[Assigned task 1]
Answer these questions about the post on the S3-to-Textract sample:
(a) What type of file does the code return in the Output S3?
(b) What kind of document is the code designed to recognize?
(c) How many S3 buckets does the post say to create?
[Assigned task 2] In the post on the S3-to-Textract sample, rewrite the part that opens with the words containing "This is another" and closes with "this use case.", swapping "sample" for "example".
[Assigned task 3] Continue the post on the S3-to-Textract sample from the point where it ends.

[Document text]
-------

This is another S3->Textract->S3 sample. I struggled so much to find online information so I am publishing mine. Perhaps it may help someone. I took the code from multiple pages I found online and made some adjustments so it can fit this use case.
Some pages like this one (https://rpadovani.com/aws-textract) were incredibly helpful. This was another one (https://auxenta.com/blog_aws_textract_with_lambda_walkthrough.php). There are a ton others so I'm sorry if you recognize your code and is not credited. Let me know and I will add this.
-> S3 Bucket - Input -> Textract -> S3 Bucket - Output
Code will execute once an object is uploaded to the Input S3, run Textract and return a .JSON in the Output S3. It is designed to recognize a PDF and transform it to JSON. From there it can only be done much better. Many of the examples I've seen had an overload of Lambda Functions, SNS Topics and so many building blocks that were confusing to me as a newbie to AWS Cloud. I managed to achieve my objectives with much less than what I found online - it's likely less robust but it did serve my purposes quite well.
- Create an AWS account.
- Create two S3 buckets. One for input, one for output.

-------

(Recorded data)
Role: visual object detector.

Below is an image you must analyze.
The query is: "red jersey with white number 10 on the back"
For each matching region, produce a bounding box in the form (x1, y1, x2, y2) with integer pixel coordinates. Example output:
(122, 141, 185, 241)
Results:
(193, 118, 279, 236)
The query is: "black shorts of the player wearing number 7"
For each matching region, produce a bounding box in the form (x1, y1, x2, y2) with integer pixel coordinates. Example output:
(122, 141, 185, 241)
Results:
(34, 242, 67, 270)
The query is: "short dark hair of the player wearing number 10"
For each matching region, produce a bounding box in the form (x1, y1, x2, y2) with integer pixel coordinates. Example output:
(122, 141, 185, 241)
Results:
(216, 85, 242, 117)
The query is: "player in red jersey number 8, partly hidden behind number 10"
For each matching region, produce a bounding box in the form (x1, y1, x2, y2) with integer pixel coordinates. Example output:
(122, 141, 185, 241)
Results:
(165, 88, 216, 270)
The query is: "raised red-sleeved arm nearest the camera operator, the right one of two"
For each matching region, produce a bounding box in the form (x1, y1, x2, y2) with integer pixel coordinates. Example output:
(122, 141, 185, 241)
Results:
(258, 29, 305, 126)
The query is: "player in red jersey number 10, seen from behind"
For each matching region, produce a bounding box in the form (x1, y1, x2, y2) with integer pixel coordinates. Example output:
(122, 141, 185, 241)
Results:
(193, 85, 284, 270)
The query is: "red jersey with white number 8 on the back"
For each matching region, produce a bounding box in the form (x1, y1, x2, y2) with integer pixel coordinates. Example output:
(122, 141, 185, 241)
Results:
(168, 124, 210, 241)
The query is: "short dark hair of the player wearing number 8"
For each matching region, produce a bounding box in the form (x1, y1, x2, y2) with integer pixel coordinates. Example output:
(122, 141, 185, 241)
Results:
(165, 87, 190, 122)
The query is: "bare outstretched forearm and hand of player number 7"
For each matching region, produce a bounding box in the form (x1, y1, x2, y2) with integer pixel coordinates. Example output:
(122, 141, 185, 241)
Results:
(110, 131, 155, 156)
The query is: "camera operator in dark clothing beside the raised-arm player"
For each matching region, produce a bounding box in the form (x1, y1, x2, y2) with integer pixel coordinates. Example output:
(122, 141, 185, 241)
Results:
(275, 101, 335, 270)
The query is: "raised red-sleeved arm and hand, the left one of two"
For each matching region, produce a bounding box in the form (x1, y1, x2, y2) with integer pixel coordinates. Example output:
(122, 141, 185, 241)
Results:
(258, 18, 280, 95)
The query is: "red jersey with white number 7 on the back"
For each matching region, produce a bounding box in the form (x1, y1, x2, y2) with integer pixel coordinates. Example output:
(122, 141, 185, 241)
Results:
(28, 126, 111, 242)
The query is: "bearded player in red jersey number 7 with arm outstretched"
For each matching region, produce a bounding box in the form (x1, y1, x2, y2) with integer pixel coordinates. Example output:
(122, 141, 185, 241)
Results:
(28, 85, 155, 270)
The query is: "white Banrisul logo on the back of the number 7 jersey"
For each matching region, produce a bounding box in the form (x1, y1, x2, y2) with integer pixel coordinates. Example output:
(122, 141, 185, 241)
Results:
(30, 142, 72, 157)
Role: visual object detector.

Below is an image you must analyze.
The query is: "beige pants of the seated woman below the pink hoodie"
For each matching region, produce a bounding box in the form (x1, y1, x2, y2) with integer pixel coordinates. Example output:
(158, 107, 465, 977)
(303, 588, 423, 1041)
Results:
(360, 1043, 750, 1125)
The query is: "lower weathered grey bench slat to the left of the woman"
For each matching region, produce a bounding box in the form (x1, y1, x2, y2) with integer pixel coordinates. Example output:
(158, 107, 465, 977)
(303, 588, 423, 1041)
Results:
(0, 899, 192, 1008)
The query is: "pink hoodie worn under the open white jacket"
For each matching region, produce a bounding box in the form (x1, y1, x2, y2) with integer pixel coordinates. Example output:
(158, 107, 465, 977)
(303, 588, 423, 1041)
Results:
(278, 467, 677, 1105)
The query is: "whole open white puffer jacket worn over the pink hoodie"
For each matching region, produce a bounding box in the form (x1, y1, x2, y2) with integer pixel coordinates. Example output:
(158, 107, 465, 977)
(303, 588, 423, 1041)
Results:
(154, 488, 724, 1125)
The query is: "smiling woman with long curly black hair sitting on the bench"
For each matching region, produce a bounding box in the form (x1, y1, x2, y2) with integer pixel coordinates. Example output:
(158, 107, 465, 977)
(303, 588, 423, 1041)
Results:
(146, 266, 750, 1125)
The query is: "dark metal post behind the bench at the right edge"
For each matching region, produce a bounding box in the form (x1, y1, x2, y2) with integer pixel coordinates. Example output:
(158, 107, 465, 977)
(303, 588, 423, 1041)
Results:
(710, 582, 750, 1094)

-------

[Output 1]
(a) A .JSON file
(b) A PDF
(c) Two, one for input and one for output

[Output 2]
This is another S3->Textract->S3 example. I struggled so much to find online information so I am publishing mine. Perhaps it may help someone. I took the code from multiple pages I found online and made some adjustments so it can fit this use case.

[Output 3]
- Go to Lambda and create a standard function with standard IAM permissions.
- Go to the IAM console.
- Give the IAM profile access to S3, SNS [if needed] and Textract. You can tighten up permissions and be much more precise with Read/Write capabilities for this Lambda function profile.
- You can go to Cloud Watch and tie up this Lambda function so that you can track the program.
- As destination you can use your SNS topic and set it up for some alerts in case of Failure/Success. The logs for CloudWatch will contain everything.
- Create & enable your S3 with the right ARN as a trigger.
- The Destination S3 is only referenced in the code and will not show up.
- You can enable the function and try it. I cannot remember having a valid test case for these.
- Tutorial to come later.
- Detect if the file is PDF.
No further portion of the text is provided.